• [Work required]
Keeping pictures out of the copy, restate each record word for word.

Collected data entries:
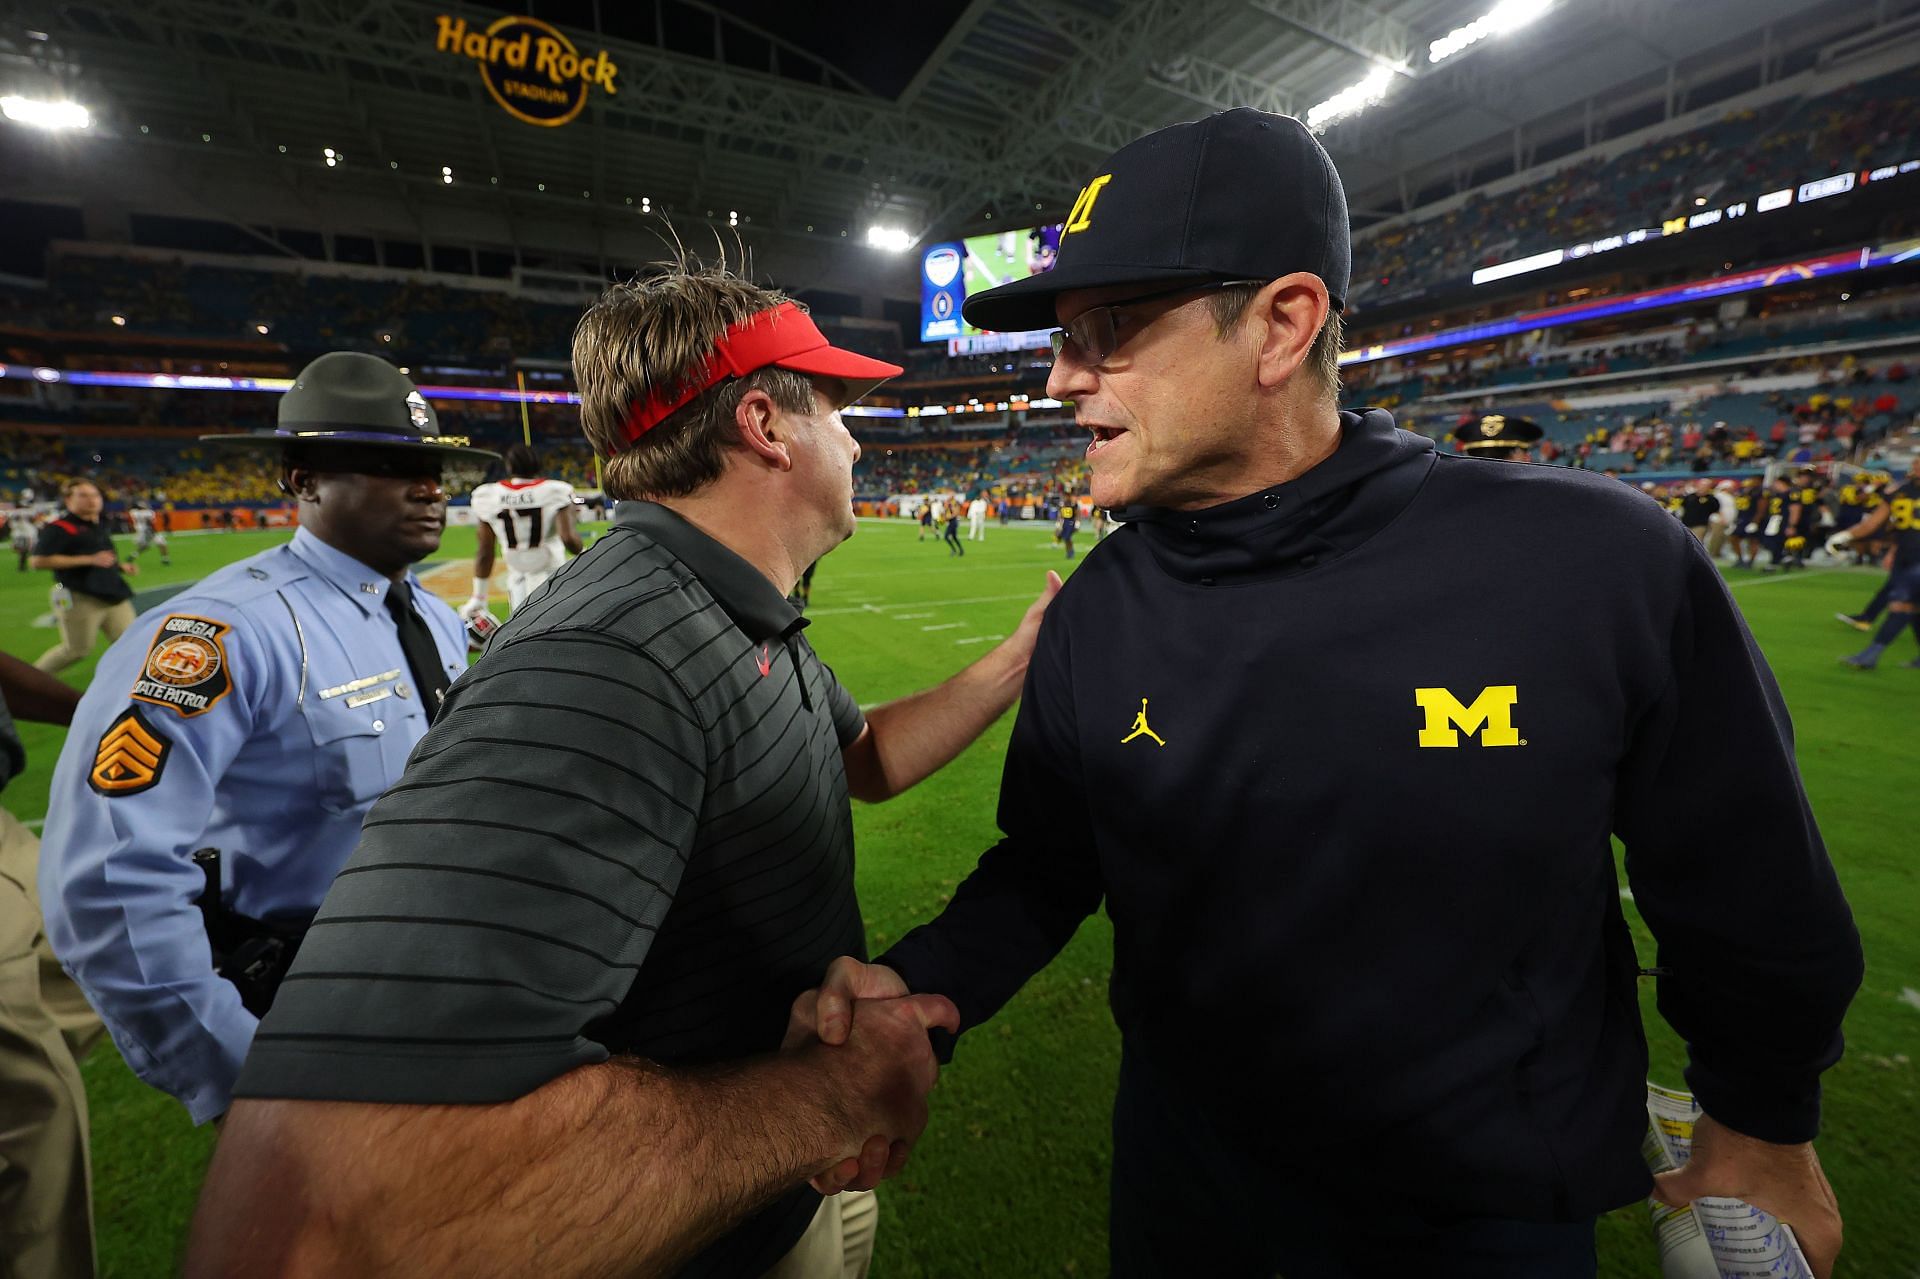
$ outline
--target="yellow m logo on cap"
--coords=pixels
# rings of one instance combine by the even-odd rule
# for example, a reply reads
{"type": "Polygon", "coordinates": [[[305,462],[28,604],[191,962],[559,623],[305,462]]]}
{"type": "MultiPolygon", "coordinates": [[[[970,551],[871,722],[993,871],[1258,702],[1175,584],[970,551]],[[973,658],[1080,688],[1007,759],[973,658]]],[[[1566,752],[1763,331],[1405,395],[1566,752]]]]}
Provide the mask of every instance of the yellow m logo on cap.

• [Output of the exercise]
$ outline
--target="yellow m logo on cap"
--coords=pixels
# rings of one instance combine by the even-odd rule
# for example, a reply reads
{"type": "Polygon", "coordinates": [[[305,462],[28,604],[191,962],[559,623],[305,462]]]}
{"type": "MultiPolygon", "coordinates": [[[[970,551],[871,722],[993,871],[1258,702],[1175,584],[970,551]],[[973,658],[1080,688],[1007,759],[973,658]]],[[[1566,752],[1763,331],[1405,395],[1566,752]]]]}
Provide the mask of every instance of the yellow m logo on cap.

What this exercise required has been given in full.